Dataset entries:
▶

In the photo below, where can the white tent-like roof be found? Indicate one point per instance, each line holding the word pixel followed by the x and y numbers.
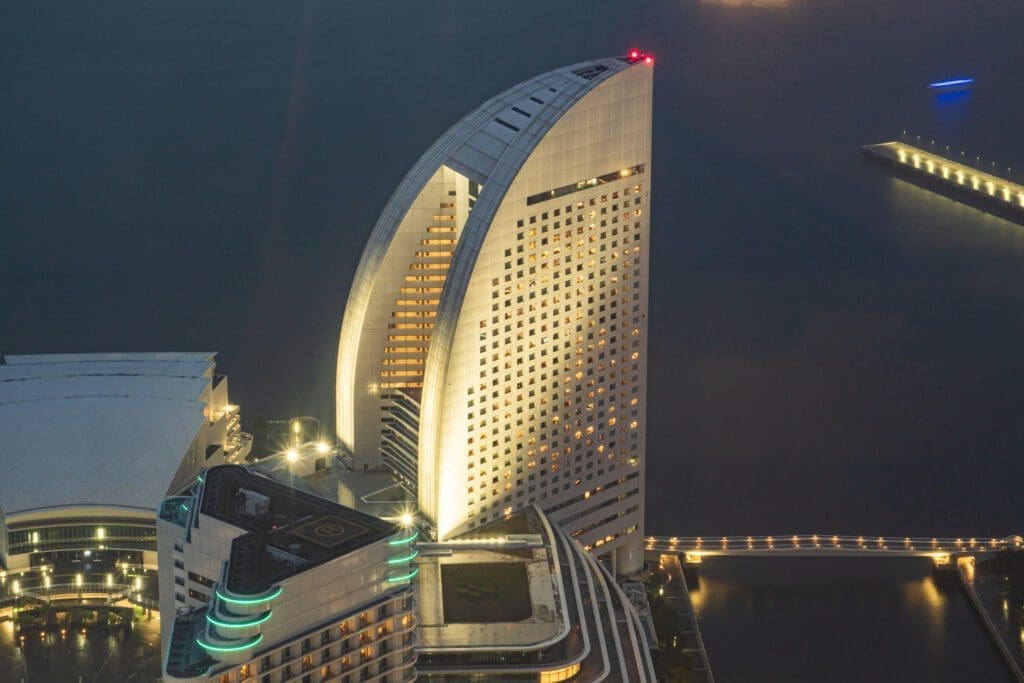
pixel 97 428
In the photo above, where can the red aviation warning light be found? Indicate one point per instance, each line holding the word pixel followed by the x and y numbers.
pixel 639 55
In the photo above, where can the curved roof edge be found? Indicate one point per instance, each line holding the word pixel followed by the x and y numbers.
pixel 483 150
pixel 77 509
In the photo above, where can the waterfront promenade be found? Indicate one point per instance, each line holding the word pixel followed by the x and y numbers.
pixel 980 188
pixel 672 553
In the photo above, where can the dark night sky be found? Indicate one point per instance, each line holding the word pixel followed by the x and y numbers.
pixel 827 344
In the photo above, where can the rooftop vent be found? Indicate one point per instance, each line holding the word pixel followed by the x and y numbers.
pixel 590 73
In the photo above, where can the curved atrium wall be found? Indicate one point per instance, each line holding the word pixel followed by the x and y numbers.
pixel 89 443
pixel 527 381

◀

Activity
Take the entries above and restate them word for word, minus their images.

Answer for the task
In the photo below, where can the white tent-like roof be found? Indicate one point per instance, each line holding the word pixel followed by the x and y numbers.
pixel 97 428
In the photo above, where can the red aviation warning light be found? Indicate one point per instance, each line holding the word pixel followed by the x and y numbers.
pixel 639 55
In the photo above, where can the curved roof edge be found? Indicate one point per instance, each line holding the word pixel followed by the x and y numbers.
pixel 483 150
pixel 77 509
In the photo above, where can the waterfront promenade be found? Indicate one point per instance, each line holding the word pixel followed by the x and y numbers.
pixel 980 188
pixel 672 553
In the photo above, where can the dark night sky be found? Indicate one point per instance, each line holding the word pixel followed by the x and y numbers.
pixel 827 344
In the photo above, where can the rooftop vent be found? Indicate one point per instance, each line holding the word pixel followed by the x and y numbers.
pixel 590 73
In the photo above, where can the curved atrium wall be found? Indicate one point per instance, each line holding the word pixel followed by the x and y numbers.
pixel 89 443
pixel 527 381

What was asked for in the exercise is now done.